* [Descripción del ejercicio] Muestra, sin cambios, cada línea de los registros que contenga la palabra "window".

* [Datos de entrada]
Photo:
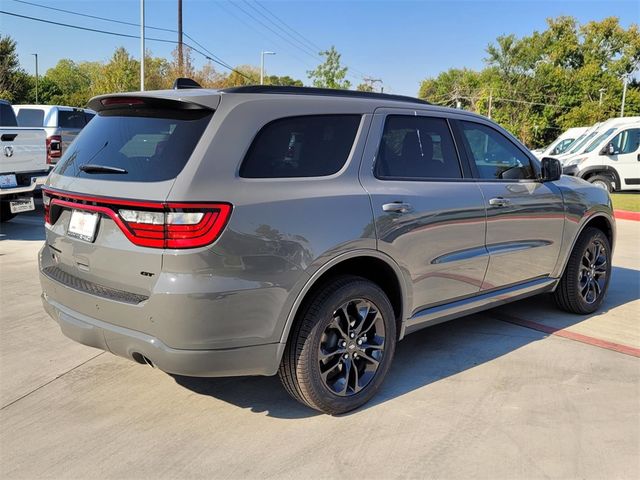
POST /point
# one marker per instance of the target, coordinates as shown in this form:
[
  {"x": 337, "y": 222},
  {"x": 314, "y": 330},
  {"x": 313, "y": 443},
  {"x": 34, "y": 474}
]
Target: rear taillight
[
  {"x": 54, "y": 148},
  {"x": 46, "y": 201},
  {"x": 155, "y": 225}
]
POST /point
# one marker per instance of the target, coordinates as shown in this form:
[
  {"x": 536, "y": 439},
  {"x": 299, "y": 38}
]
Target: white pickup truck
[{"x": 23, "y": 163}]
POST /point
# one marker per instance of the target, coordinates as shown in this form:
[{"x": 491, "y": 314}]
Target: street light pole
[
  {"x": 625, "y": 80},
  {"x": 142, "y": 45},
  {"x": 262, "y": 54},
  {"x": 36, "y": 55}
]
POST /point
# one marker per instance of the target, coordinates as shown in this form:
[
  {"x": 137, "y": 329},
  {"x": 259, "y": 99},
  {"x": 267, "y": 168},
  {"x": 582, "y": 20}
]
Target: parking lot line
[{"x": 560, "y": 332}]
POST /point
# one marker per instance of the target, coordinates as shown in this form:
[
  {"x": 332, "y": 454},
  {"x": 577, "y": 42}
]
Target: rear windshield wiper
[{"x": 91, "y": 168}]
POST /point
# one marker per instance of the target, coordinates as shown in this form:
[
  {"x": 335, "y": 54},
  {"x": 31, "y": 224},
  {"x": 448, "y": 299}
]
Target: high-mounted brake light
[
  {"x": 151, "y": 224},
  {"x": 54, "y": 148},
  {"x": 121, "y": 101}
]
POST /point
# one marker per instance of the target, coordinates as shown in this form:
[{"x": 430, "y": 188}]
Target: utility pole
[
  {"x": 490, "y": 102},
  {"x": 602, "y": 90},
  {"x": 36, "y": 55},
  {"x": 625, "y": 80},
  {"x": 142, "y": 45},
  {"x": 180, "y": 57},
  {"x": 262, "y": 54}
]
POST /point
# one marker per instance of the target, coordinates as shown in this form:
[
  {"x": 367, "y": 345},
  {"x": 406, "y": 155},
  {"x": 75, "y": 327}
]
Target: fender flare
[
  {"x": 404, "y": 290},
  {"x": 585, "y": 222}
]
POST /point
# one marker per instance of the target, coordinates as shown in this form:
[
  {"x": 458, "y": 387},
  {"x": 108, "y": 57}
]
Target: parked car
[
  {"x": 61, "y": 123},
  {"x": 612, "y": 159},
  {"x": 303, "y": 232},
  {"x": 560, "y": 144},
  {"x": 23, "y": 164}
]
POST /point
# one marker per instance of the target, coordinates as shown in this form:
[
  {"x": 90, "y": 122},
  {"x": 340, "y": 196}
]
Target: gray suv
[{"x": 303, "y": 232}]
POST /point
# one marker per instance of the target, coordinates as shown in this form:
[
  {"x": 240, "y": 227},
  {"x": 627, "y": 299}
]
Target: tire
[
  {"x": 583, "y": 269},
  {"x": 327, "y": 368},
  {"x": 5, "y": 212},
  {"x": 602, "y": 181}
]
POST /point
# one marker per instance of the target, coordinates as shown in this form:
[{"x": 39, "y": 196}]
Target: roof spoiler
[{"x": 183, "y": 83}]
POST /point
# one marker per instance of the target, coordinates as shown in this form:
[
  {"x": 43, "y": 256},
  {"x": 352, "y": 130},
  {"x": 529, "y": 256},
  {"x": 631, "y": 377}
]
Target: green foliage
[
  {"x": 542, "y": 84},
  {"x": 285, "y": 81},
  {"x": 330, "y": 73}
]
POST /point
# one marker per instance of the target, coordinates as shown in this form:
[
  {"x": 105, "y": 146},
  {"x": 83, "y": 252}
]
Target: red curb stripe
[
  {"x": 578, "y": 337},
  {"x": 627, "y": 215}
]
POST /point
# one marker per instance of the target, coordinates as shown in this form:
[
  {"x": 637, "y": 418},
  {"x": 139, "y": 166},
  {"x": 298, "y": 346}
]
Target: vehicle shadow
[
  {"x": 26, "y": 226},
  {"x": 427, "y": 356}
]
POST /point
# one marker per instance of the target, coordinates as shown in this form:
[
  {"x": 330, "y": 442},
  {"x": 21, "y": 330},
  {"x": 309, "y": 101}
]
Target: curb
[{"x": 626, "y": 215}]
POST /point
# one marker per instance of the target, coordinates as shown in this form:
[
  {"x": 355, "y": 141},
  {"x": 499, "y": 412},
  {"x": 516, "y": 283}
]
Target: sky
[{"x": 399, "y": 42}]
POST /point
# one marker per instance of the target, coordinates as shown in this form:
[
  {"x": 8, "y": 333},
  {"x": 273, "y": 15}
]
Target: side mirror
[{"x": 551, "y": 169}]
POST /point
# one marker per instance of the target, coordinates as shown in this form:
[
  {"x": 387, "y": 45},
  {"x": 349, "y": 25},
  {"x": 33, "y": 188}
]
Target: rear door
[
  {"x": 429, "y": 213},
  {"x": 525, "y": 217},
  {"x": 125, "y": 160},
  {"x": 626, "y": 157}
]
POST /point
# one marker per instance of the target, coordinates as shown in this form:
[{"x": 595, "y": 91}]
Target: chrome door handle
[
  {"x": 499, "y": 202},
  {"x": 398, "y": 207}
]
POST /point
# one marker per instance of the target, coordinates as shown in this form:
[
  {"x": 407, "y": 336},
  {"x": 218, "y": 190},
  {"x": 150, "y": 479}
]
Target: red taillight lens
[
  {"x": 46, "y": 201},
  {"x": 54, "y": 148},
  {"x": 150, "y": 224}
]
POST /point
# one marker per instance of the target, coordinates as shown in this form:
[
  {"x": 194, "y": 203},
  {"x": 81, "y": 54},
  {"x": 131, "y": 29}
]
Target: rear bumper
[{"x": 254, "y": 360}]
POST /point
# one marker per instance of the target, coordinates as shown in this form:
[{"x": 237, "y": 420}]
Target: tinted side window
[
  {"x": 417, "y": 147},
  {"x": 31, "y": 117},
  {"x": 73, "y": 119},
  {"x": 627, "y": 141},
  {"x": 310, "y": 146},
  {"x": 495, "y": 156},
  {"x": 7, "y": 117}
]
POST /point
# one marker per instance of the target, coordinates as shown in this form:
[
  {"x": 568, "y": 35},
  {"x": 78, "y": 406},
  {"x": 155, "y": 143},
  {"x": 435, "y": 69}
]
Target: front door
[
  {"x": 429, "y": 214},
  {"x": 525, "y": 217}
]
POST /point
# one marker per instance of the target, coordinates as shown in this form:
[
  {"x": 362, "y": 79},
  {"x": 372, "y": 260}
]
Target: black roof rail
[
  {"x": 182, "y": 83},
  {"x": 330, "y": 92}
]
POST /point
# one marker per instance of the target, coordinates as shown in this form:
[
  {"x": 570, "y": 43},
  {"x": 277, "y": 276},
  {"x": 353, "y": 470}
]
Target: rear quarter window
[
  {"x": 71, "y": 119},
  {"x": 31, "y": 117},
  {"x": 304, "y": 146},
  {"x": 150, "y": 145}
]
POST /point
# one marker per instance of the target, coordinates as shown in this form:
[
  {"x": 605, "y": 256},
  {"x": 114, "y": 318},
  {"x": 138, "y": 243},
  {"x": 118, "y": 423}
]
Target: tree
[
  {"x": 365, "y": 87},
  {"x": 285, "y": 81},
  {"x": 544, "y": 83},
  {"x": 330, "y": 73},
  {"x": 14, "y": 82}
]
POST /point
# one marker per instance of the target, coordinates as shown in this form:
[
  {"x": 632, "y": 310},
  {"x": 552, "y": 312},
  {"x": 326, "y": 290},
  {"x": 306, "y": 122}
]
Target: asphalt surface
[{"x": 478, "y": 397}]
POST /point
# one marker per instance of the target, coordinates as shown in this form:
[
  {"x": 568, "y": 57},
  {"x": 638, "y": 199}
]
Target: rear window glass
[
  {"x": 309, "y": 146},
  {"x": 7, "y": 117},
  {"x": 71, "y": 119},
  {"x": 151, "y": 147},
  {"x": 31, "y": 117}
]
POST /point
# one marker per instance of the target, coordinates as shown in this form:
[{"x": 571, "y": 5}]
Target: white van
[
  {"x": 612, "y": 158},
  {"x": 61, "y": 123},
  {"x": 561, "y": 144}
]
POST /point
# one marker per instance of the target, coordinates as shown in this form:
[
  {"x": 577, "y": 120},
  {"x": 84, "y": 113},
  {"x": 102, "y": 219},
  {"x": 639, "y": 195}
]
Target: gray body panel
[{"x": 242, "y": 292}]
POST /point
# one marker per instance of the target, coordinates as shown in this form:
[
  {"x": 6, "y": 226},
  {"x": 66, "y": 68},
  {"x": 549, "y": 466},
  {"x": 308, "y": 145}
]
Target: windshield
[
  {"x": 148, "y": 146},
  {"x": 599, "y": 140}
]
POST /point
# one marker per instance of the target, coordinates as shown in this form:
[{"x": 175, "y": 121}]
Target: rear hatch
[{"x": 105, "y": 200}]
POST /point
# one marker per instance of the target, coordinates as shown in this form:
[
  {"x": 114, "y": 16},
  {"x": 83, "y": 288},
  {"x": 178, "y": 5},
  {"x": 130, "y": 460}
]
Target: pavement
[{"x": 478, "y": 397}]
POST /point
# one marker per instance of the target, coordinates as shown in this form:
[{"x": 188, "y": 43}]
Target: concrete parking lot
[{"x": 522, "y": 391}]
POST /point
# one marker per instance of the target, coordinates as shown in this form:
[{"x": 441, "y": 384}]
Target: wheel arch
[
  {"x": 598, "y": 220},
  {"x": 370, "y": 264}
]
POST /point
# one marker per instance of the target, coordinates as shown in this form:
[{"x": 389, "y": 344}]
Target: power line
[
  {"x": 118, "y": 34},
  {"x": 305, "y": 39},
  {"x": 131, "y": 24}
]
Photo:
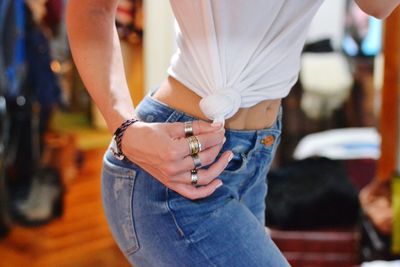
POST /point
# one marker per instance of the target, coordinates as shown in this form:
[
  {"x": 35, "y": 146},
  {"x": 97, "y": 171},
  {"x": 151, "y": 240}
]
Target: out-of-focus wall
[
  {"x": 329, "y": 22},
  {"x": 159, "y": 41}
]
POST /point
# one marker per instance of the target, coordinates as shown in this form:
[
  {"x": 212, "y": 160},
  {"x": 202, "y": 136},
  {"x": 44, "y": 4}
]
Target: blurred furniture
[{"x": 330, "y": 248}]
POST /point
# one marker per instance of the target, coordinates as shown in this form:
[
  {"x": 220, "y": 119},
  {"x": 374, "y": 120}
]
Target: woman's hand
[{"x": 163, "y": 151}]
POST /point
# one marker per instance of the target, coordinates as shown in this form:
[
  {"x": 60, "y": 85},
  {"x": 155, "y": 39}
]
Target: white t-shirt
[{"x": 236, "y": 53}]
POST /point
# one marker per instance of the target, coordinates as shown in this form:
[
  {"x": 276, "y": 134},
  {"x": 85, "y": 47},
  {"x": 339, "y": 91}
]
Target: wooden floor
[{"x": 80, "y": 238}]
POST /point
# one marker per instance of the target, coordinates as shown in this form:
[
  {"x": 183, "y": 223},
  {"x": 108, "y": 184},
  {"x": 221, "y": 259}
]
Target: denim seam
[
  {"x": 136, "y": 246},
  {"x": 187, "y": 239}
]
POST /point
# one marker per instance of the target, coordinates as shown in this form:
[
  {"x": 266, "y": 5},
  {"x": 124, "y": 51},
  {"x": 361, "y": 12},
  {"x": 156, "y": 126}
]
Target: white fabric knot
[{"x": 221, "y": 105}]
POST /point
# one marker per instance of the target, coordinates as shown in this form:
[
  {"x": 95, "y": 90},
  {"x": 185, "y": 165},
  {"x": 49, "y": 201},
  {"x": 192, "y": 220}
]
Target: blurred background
[{"x": 334, "y": 194}]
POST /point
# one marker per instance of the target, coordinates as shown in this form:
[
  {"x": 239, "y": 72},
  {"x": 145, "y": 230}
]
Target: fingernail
[
  {"x": 230, "y": 157},
  {"x": 216, "y": 124}
]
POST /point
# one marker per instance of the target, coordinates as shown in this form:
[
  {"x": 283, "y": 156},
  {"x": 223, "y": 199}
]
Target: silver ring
[
  {"x": 194, "y": 177},
  {"x": 188, "y": 128},
  {"x": 196, "y": 161},
  {"x": 194, "y": 145}
]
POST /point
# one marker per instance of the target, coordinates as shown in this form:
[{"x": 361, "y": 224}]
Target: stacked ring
[
  {"x": 188, "y": 128},
  {"x": 194, "y": 145},
  {"x": 196, "y": 161},
  {"x": 194, "y": 177}
]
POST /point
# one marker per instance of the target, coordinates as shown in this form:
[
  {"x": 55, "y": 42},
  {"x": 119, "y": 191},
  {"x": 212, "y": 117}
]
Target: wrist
[{"x": 118, "y": 136}]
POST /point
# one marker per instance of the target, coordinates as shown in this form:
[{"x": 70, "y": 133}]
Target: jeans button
[{"x": 268, "y": 140}]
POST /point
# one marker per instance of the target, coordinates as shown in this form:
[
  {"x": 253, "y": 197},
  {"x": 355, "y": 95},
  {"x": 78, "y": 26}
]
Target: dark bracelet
[{"x": 118, "y": 134}]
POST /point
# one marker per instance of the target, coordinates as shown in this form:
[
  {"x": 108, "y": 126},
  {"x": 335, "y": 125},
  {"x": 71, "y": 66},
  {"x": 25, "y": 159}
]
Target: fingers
[
  {"x": 207, "y": 140},
  {"x": 206, "y": 176},
  {"x": 191, "y": 192},
  {"x": 206, "y": 157},
  {"x": 177, "y": 129}
]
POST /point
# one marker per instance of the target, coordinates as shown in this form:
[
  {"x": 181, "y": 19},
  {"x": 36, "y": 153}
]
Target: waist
[{"x": 176, "y": 95}]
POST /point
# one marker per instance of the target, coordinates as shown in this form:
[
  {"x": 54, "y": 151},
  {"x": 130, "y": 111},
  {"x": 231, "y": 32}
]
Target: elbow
[
  {"x": 378, "y": 13},
  {"x": 376, "y": 8}
]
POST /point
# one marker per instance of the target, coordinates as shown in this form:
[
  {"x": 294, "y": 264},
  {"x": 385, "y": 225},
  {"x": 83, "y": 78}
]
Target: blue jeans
[{"x": 155, "y": 226}]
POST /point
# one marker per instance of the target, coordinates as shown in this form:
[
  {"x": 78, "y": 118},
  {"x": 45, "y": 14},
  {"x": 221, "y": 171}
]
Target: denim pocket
[
  {"x": 117, "y": 192},
  {"x": 237, "y": 163}
]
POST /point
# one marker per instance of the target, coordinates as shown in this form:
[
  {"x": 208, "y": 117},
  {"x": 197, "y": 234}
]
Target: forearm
[
  {"x": 97, "y": 54},
  {"x": 378, "y": 8}
]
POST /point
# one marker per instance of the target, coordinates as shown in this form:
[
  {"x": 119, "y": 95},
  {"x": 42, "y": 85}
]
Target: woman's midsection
[{"x": 176, "y": 95}]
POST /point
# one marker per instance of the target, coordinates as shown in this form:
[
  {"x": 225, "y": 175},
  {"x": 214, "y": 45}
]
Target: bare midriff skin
[{"x": 178, "y": 96}]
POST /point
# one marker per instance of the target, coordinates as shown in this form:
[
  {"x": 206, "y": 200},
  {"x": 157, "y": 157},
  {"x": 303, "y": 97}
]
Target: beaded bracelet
[{"x": 118, "y": 134}]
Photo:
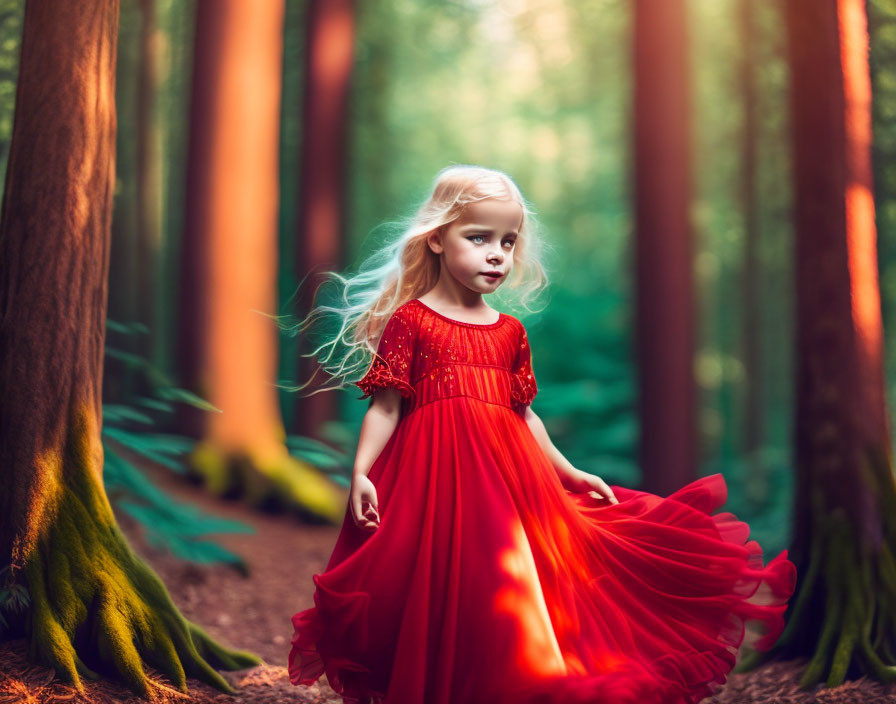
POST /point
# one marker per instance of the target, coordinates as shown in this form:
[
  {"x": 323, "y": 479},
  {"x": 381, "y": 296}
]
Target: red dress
[{"x": 487, "y": 581}]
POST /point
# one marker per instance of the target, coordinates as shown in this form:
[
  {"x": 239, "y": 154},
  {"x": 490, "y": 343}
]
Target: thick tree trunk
[
  {"x": 231, "y": 261},
  {"x": 94, "y": 605},
  {"x": 665, "y": 326},
  {"x": 328, "y": 68},
  {"x": 149, "y": 177},
  {"x": 844, "y": 614}
]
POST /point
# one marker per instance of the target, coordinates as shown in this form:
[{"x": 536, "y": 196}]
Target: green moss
[{"x": 844, "y": 613}]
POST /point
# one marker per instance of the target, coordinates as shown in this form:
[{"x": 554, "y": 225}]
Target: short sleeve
[
  {"x": 524, "y": 386},
  {"x": 391, "y": 365}
]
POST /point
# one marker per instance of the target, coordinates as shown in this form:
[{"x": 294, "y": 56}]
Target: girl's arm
[
  {"x": 376, "y": 428},
  {"x": 571, "y": 478}
]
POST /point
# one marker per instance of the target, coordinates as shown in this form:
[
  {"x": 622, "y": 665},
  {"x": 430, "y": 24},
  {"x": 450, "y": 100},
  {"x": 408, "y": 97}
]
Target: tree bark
[
  {"x": 228, "y": 344},
  {"x": 664, "y": 318},
  {"x": 94, "y": 606},
  {"x": 320, "y": 232},
  {"x": 844, "y": 614}
]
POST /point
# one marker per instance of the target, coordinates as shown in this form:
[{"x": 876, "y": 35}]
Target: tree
[
  {"x": 663, "y": 276},
  {"x": 227, "y": 347},
  {"x": 93, "y": 605},
  {"x": 844, "y": 614},
  {"x": 320, "y": 233}
]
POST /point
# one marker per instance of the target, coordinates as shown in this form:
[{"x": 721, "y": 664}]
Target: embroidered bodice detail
[{"x": 427, "y": 356}]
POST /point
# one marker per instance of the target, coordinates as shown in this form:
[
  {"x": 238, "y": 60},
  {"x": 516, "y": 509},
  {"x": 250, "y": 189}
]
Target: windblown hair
[{"x": 406, "y": 268}]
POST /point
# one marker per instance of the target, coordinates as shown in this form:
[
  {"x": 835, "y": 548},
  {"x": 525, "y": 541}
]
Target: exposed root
[{"x": 284, "y": 483}]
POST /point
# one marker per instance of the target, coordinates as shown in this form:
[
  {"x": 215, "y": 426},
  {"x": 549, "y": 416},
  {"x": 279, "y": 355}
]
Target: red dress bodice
[{"x": 428, "y": 356}]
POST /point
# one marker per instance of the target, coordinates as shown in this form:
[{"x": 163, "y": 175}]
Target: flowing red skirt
[{"x": 487, "y": 581}]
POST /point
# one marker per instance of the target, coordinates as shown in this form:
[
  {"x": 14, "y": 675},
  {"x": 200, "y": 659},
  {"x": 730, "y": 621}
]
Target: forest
[{"x": 715, "y": 182}]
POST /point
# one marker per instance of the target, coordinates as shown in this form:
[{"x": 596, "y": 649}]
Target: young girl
[{"x": 475, "y": 563}]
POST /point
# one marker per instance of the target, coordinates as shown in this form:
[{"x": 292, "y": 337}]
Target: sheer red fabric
[{"x": 487, "y": 581}]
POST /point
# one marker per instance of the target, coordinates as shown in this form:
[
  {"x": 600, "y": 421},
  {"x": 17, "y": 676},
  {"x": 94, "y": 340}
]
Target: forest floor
[{"x": 253, "y": 613}]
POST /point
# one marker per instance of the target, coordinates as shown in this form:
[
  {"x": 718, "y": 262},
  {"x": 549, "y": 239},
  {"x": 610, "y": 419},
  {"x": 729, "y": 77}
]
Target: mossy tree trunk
[
  {"x": 844, "y": 614},
  {"x": 227, "y": 346},
  {"x": 94, "y": 606},
  {"x": 320, "y": 232},
  {"x": 665, "y": 327}
]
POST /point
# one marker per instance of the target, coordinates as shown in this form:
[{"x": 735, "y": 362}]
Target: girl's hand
[
  {"x": 581, "y": 482},
  {"x": 364, "y": 492}
]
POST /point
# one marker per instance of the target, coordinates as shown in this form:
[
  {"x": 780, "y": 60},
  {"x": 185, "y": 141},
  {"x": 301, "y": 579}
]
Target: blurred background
[{"x": 542, "y": 89}]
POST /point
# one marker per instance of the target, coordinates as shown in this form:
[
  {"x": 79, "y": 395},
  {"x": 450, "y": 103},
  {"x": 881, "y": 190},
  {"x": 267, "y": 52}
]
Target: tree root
[
  {"x": 856, "y": 629},
  {"x": 98, "y": 609},
  {"x": 284, "y": 483}
]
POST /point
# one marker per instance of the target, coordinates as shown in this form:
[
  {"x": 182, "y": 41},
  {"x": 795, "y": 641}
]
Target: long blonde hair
[{"x": 406, "y": 268}]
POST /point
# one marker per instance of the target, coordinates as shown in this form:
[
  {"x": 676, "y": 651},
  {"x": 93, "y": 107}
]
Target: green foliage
[
  {"x": 335, "y": 463},
  {"x": 175, "y": 525}
]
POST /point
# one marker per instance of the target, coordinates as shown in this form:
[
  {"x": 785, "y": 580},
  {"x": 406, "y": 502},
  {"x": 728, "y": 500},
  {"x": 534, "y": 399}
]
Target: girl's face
[{"x": 477, "y": 248}]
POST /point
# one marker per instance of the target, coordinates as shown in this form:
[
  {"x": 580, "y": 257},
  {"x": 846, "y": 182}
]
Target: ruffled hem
[{"x": 756, "y": 594}]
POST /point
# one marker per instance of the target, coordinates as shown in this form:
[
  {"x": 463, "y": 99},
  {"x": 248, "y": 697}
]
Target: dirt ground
[{"x": 253, "y": 613}]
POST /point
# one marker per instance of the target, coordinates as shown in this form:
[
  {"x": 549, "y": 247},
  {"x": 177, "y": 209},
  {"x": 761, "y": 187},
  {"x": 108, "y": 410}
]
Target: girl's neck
[{"x": 466, "y": 307}]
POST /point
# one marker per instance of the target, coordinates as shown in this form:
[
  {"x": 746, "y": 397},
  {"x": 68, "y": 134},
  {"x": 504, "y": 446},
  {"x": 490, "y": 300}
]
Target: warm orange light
[{"x": 860, "y": 227}]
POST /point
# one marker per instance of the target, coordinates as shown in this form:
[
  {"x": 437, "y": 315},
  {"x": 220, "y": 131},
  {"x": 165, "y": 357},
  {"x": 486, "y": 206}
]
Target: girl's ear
[{"x": 434, "y": 240}]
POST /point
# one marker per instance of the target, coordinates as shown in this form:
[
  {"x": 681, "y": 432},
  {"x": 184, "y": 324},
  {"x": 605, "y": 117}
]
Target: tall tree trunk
[
  {"x": 844, "y": 615},
  {"x": 664, "y": 324},
  {"x": 230, "y": 260},
  {"x": 94, "y": 605},
  {"x": 751, "y": 443},
  {"x": 149, "y": 176},
  {"x": 328, "y": 67}
]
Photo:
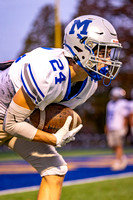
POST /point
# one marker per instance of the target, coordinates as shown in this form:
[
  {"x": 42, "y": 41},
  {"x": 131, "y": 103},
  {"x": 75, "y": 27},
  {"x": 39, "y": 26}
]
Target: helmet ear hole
[{"x": 78, "y": 49}]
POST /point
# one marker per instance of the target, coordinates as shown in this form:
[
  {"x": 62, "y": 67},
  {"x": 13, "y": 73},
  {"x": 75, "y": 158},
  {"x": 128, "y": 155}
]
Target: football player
[
  {"x": 117, "y": 113},
  {"x": 68, "y": 76}
]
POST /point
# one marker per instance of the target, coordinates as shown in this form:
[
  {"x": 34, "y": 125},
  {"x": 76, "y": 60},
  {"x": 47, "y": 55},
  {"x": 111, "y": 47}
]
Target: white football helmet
[
  {"x": 117, "y": 92},
  {"x": 90, "y": 33}
]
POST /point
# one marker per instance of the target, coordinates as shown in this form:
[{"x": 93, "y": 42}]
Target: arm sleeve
[{"x": 15, "y": 124}]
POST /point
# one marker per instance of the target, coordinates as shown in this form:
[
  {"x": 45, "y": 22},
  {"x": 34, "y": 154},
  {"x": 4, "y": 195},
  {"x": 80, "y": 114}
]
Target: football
[{"x": 54, "y": 117}]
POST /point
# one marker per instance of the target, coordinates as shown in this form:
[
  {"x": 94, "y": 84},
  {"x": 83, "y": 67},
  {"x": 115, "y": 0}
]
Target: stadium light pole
[{"x": 58, "y": 35}]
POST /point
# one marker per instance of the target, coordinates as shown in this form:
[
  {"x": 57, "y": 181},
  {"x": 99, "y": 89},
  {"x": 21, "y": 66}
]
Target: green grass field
[{"x": 118, "y": 189}]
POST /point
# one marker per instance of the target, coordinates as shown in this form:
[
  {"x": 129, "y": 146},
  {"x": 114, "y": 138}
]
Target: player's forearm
[{"x": 42, "y": 136}]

* [Resultado]
Target: tinted side window
Target: rear quarter window
Target: rear window glass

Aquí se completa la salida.